Exercise goal
Starting at the line that contains "of the white" and ending with the last line of the records, write out the records again with their requests included. Offset every coordinate in the answers by adding 116 to it.

Dataset content
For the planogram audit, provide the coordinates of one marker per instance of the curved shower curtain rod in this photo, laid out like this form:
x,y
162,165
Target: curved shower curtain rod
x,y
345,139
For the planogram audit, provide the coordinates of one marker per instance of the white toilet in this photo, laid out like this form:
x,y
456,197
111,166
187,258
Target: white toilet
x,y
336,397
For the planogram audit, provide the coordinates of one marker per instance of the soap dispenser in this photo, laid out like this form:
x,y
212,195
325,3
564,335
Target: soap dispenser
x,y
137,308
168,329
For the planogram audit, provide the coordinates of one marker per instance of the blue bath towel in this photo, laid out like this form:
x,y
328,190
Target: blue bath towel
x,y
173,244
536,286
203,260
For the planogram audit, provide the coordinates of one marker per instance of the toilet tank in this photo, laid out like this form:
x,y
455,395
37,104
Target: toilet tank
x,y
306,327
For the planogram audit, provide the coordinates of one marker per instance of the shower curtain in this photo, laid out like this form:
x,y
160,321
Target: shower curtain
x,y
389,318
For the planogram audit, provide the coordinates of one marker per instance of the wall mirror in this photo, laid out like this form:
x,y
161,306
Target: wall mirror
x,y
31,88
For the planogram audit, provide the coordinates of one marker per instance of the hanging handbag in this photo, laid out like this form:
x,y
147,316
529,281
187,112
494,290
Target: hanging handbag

Answer below
For the planogram audit, provide the coordinates of one marker per instance of the white toilet in this photo, laid out like this form:
x,y
456,197
111,166
187,258
Target: white toilet
x,y
452,513
For the planogram audit, provide the coordinates of one marker per instance of the soap dispenser in this photo, laid out like this form:
x,y
212,195
325,3
564,335
Target: soap dispenser
x,y
253,424
284,445
For the planogram audit, provide the coordinates of one marker per instance of the blue bath towel in this photo, laid out like this form:
x,y
328,190
Target: blue bath towel
x,y
289,360
652,402
319,376
For the planogram audit, provide the coordinates of one marker per instance of the toilet tank in this photo, laid out like this form:
x,y
455,395
37,104
Target: toilet tank
x,y
422,443
For the planogram audit, provide the coordinates of one marker per instance of the shower curtain in this photo, laid out like this form:
x,y
160,321
Target: shower curtain
x,y
505,434
For the planogram audit, provide the coordinates of one marker per instance of the wall mirror in this photo, laid out like this form:
x,y
161,306
Target: wall mirror
x,y
147,204
For the planogram audit, provide the coordinates of one marker per instance of the hanging handbag in this photo, laid out like this form:
x,y
147,316
529,281
187,112
494,290
Target: hanging handbag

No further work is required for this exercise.